■ Source data
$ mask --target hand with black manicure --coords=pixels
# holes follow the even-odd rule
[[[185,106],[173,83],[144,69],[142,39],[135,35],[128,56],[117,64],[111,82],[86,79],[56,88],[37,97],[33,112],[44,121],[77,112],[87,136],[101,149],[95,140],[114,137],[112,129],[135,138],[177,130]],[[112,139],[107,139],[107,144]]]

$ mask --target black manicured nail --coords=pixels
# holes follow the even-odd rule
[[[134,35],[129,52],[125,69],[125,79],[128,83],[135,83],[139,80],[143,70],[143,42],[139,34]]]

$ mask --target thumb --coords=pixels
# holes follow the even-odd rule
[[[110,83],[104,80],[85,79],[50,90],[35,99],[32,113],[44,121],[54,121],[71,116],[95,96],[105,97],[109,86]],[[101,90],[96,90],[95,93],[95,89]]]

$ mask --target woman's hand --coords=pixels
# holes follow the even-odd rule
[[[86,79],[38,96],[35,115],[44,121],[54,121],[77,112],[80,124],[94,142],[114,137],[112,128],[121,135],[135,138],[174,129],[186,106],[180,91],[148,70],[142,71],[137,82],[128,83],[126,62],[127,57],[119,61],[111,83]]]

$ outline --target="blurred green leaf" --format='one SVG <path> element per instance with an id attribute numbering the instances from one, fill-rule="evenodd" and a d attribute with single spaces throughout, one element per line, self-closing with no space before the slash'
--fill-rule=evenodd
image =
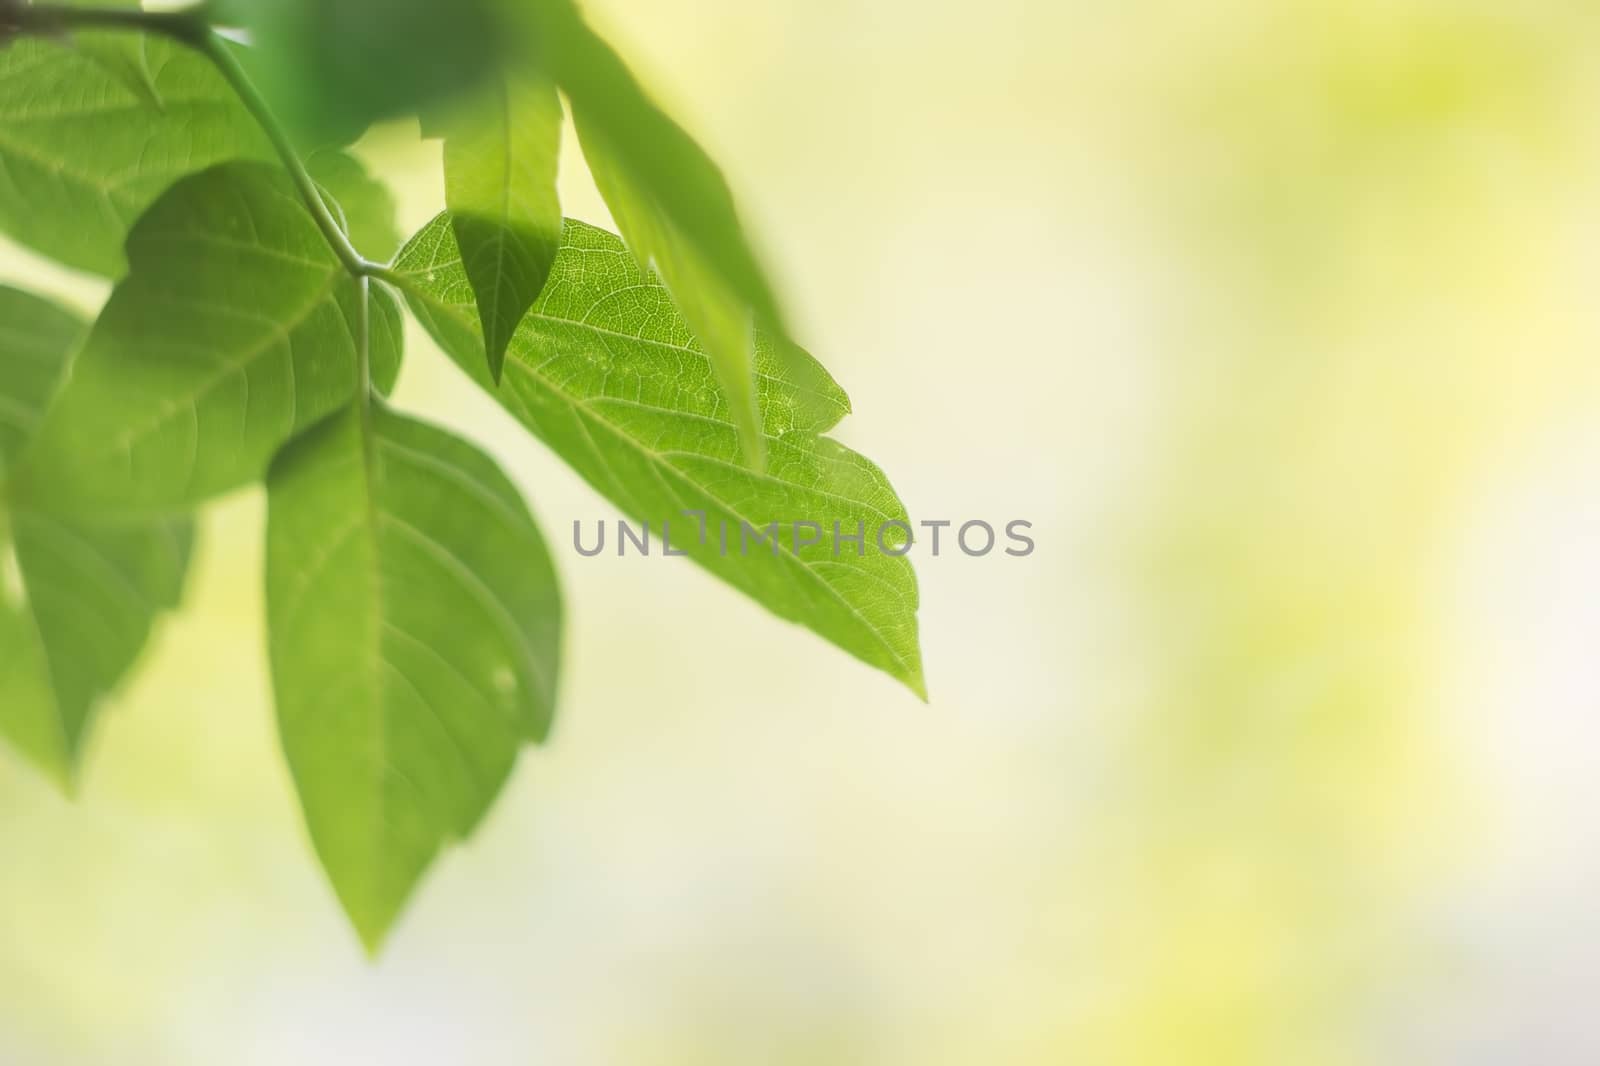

■ Exercise details
Without the pictures, copy all of the entries exactly as they appear.

■ Answer to this task
$ mask --target hand with black manicure --coords=pixels
# holes follow the even-odd rule
[[[185,106],[173,83],[144,69],[142,39],[135,35],[128,56],[117,64],[111,82],[86,79],[56,88],[37,97],[33,112],[44,121],[77,112],[87,136],[101,149],[95,140],[114,137],[112,129],[135,138],[177,130]],[[112,139],[107,139],[107,144]]]

$ mask --target black manicured nail --coords=pixels
# holes follow the even-odd rule
[[[134,35],[129,52],[125,69],[125,79],[128,83],[135,83],[139,80],[143,70],[143,42],[139,34]]]

$ mask --target thumb --coords=pixels
# holes follow the even-odd rule
[[[110,83],[104,80],[85,79],[50,90],[35,99],[32,113],[44,121],[54,121],[71,116],[95,96],[105,97],[109,86]],[[101,90],[96,90],[95,93],[95,89]]]

$ mask --target woman's hand --coords=pixels
# holes follow the even-odd rule
[[[86,79],[38,96],[35,115],[44,121],[54,121],[77,112],[80,124],[94,142],[114,137],[112,128],[121,135],[135,138],[174,129],[186,106],[180,91],[148,70],[142,71],[137,82],[128,83],[126,62],[127,57],[119,61],[111,83]]]

$ outline --target="blurred green leaf" --format='one SVG <path> element per instance with an id attribute numbering the instances from one, fill-rule="evenodd" and a d attribute with single spaces throughout, one element per line, self-closing with no space before the slash'
--fill-rule=evenodd
image =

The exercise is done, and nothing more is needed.